### What to do
The task calls for each record to be given again exactly.

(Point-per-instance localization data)
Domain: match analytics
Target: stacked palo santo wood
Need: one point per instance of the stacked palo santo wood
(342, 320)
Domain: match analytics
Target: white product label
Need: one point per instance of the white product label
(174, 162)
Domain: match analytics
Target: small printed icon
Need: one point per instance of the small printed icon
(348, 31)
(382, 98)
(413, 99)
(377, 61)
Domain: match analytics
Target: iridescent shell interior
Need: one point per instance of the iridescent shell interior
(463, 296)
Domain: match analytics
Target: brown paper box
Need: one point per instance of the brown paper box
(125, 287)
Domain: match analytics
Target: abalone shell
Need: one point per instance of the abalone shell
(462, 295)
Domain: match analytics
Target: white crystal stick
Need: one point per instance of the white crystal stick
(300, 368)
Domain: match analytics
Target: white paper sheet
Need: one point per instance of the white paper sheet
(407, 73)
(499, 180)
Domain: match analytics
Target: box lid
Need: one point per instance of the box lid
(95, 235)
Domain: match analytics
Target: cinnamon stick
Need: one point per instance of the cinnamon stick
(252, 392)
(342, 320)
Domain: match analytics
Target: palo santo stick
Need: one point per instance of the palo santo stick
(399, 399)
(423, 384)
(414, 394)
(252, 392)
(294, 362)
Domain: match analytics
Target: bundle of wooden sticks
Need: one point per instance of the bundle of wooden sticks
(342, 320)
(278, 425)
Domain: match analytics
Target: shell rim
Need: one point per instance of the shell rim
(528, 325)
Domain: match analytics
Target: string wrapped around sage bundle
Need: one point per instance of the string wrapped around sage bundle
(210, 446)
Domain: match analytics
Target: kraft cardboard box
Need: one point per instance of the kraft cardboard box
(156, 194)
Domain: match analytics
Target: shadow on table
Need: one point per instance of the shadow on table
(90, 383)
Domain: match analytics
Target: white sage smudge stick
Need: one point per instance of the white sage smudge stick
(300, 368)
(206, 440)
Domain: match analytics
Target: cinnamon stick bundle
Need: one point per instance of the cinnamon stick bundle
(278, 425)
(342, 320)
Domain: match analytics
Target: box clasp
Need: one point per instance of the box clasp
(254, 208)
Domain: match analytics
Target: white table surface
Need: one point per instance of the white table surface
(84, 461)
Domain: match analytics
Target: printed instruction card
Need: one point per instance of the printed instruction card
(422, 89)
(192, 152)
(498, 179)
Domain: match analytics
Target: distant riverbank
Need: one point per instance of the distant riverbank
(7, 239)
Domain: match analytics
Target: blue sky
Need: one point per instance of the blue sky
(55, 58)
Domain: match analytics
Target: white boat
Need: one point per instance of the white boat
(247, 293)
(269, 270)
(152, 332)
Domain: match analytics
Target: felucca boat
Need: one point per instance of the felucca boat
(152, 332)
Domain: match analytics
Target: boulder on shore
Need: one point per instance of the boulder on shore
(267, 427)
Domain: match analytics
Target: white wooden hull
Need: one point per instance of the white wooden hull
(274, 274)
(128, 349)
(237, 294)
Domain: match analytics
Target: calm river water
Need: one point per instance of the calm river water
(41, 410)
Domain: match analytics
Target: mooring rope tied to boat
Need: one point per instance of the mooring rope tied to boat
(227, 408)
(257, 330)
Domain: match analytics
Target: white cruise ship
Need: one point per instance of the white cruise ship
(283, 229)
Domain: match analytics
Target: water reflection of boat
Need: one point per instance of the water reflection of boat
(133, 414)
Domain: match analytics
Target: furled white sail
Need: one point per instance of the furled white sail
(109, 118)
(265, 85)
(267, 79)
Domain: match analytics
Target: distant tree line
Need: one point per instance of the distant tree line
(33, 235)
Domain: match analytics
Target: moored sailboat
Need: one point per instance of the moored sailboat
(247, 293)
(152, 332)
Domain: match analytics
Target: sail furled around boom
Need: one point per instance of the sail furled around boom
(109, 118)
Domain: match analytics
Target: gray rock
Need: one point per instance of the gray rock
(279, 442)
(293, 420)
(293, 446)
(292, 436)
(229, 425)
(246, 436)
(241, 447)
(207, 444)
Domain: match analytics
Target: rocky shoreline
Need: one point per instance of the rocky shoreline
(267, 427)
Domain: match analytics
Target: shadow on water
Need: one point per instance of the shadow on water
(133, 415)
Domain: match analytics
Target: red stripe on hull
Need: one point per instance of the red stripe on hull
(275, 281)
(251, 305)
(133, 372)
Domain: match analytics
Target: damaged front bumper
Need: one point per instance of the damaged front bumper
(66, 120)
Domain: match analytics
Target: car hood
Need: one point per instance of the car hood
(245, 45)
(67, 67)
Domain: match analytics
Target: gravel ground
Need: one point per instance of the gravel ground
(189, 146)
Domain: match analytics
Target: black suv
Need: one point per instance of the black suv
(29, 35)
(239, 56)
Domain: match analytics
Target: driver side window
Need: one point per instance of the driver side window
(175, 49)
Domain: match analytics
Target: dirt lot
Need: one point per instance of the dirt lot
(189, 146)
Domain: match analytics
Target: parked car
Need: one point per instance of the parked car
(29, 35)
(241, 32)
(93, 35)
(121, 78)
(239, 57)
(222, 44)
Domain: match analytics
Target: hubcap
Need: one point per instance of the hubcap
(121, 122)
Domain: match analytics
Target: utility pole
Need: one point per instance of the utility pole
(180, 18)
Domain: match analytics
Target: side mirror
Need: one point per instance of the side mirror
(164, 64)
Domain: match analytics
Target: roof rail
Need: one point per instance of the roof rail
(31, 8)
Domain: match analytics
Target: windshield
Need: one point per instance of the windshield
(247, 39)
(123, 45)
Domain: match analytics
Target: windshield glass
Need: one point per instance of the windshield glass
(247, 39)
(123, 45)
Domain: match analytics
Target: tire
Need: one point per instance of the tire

### Reply to the task
Domain: match analytics
Target: stacked palo santo wood
Need: one point per instance of the stacked palo santo wood
(342, 320)
Domain: match analytics
Target: white product label
Need: one point per instance of the white product label
(174, 162)
Domain: match analytics
Target: small printed icon
Need: one point per instance of the small printed icon
(348, 31)
(382, 98)
(413, 99)
(377, 61)
Domain: match analytics
Target: iridescent shell interior
Need: one point per instance of the iridescent shell interior
(463, 296)
Domain: match analytics
Target: brown paper box
Need: one point per instance of the brown paper box
(125, 287)
Domain: match analytics
Target: abalone shell
Need: one point per instance of the abalone shell
(462, 295)
Domain: match analytics
Target: white crystal stick
Need: one point per instance of the white crystal stick
(300, 368)
Domain: match analytics
Target: white paper sheet
Need: one point per instance of the white paper sheet
(407, 73)
(499, 180)
Domain: match analytics
Target: box lid
Need: one point per instance of the box lid
(95, 235)
Domain: match analytics
Target: cinnamon stick
Need: one point per instance of the cinnamon stick
(252, 392)
(342, 320)
Domain: match analytics
Target: palo santo stick
Need: one point per instance of the palo santo stick
(399, 399)
(423, 384)
(414, 394)
(252, 392)
(294, 362)
Domain: match analytics
Target: bundle of wooden sticks
Need: one point per instance of the bundle of wooden sticks
(342, 320)
(278, 425)
Domain: match analytics
Target: shell rim
Need: one point per instance of the shell rim
(528, 325)
Domain: match analytics
Target: string wrapped around sage bundle
Need: one point per instance of the string wrapped around sage bundle
(210, 446)
Domain: match analytics
Target: kraft cardboard box
Need: one point per instance of the kraft cardboard box
(156, 194)
Domain: match analytics
Target: shadow on table
Need: one point per instance of the shadow on table
(90, 383)
Domain: match analytics
Target: white sage smudge stick
Need: one point per instance of the white sage smudge stick
(300, 368)
(206, 440)
Domain: match analytics
Target: cinnamon stick bundle
Need: one point per instance of the cinnamon stick bundle
(278, 425)
(342, 320)
Domain: match analytics
Target: box clasp
Need: one point per instance of the box clasp
(254, 208)
Domain: match analytics
Target: white table surface
Need: one point per instance of the white table surface
(84, 461)
Domain: match analytics
Target: printed instruction card
Need: one point per instance of the printed instruction card
(422, 89)
(192, 152)
(498, 179)
Domain: match analytics
Target: distant riverbank
Need: one point per instance of the distant riverbank
(7, 239)
Domain: match analytics
Target: blue sky
Need: one point per instance of the blue sky
(55, 58)
Domain: match analytics
Target: white boat
Need: one point per instance of the white boat
(247, 293)
(269, 270)
(152, 332)
Domain: match analytics
Target: felucca boat
Need: one point per instance of the felucca boat
(152, 332)
Domain: match analytics
Target: boulder on shore
Need: one point per instance of the boulder on shore
(267, 427)
Domain: match analytics
Target: white wooden hull
Need: one point per instance of the white wooden hull
(274, 274)
(128, 349)
(237, 294)
Domain: match analytics
Target: calm river water
Need: one point per instance of the calm river water
(41, 410)
Domain: match analytics
Target: mooring rope tied to boat
Need: one point per instance of the mooring rope tied to boat
(227, 408)
(257, 330)
Domain: match analytics
Target: white cruise ship
Need: one point per instance of the white cruise ship
(283, 229)
Domain: match analytics
Target: water reflection of boat
Need: one point per instance of the water reflection of boat
(133, 414)
Domain: match analytics
Target: furled white sail
Need: one point per instance of the furled white sail
(109, 118)
(265, 85)
(267, 79)
Domain: match analytics
Target: distant tree line
Need: one point per instance of the distant tree line
(33, 235)
Domain: match analytics
Target: moored sailboat
Need: one point per instance of the moored sailboat
(247, 293)
(152, 332)
Domain: match analytics
Target: sail furled around boom
Need: one point per instance of the sail furled around boom
(109, 118)
Domain: match analytics
Target: gray rock
Need: one point per instance of the gray rock
(279, 442)
(293, 420)
(293, 446)
(292, 436)
(229, 425)
(246, 436)
(241, 447)
(207, 444)
Domain: match analytics
Target: rocky shoreline
Need: one point per instance of the rocky shoreline
(267, 427)
Domain: match analytics
Target: shadow on water
Need: one point per instance of the shadow on water
(133, 415)
Domain: match analytics
Target: red stripe on hull
Need: one point per instance of the red stripe on hull
(275, 281)
(251, 305)
(133, 372)
Domain: match analytics
Target: damaged front bumper
Need: one point per instance of the damaged front bumper
(66, 120)
Domain: match analytics
Target: car hood
Need: one point per instance of the car hood
(245, 45)
(67, 67)
Domain: match analytics
Target: gravel ground
Need: one point per instance of the gravel ground
(189, 146)
Domain: match analytics
Target: black suv
Need: one point per instance of the black suv
(29, 35)
(239, 56)
Domain: match analytics
Target: driver side window
Need: one point per instance of the driver side window
(175, 49)
Domain: match analytics
Target: dirt lot
Need: one point per instance of the dirt lot
(189, 146)
Domain: match analytics
Target: parked car
Need: one point per instance of the parked car
(29, 35)
(241, 32)
(93, 35)
(121, 78)
(239, 57)
(222, 44)
Domain: match analytics
Target: hubcap
Need: one point per instance of the hubcap
(121, 122)
Domain: match analytics
Target: utility pole
Need: one point per instance of the utility pole
(180, 18)
Domain: match analytics
Target: side mirror
Need: one point per instance of the side mirror
(164, 64)
Domain: match analytics
Target: roof rail
Need: one point per instance of the roof rail
(31, 8)
Domain: match analytics
Target: windshield
Need: one point per instance of the windshield
(247, 39)
(123, 45)
Domain: match analytics
Target: windshield glass
Need: one point per instance of the windshield glass
(247, 39)
(123, 45)
Domain: match analytics
Target: tire
Need: one point per instance of the tire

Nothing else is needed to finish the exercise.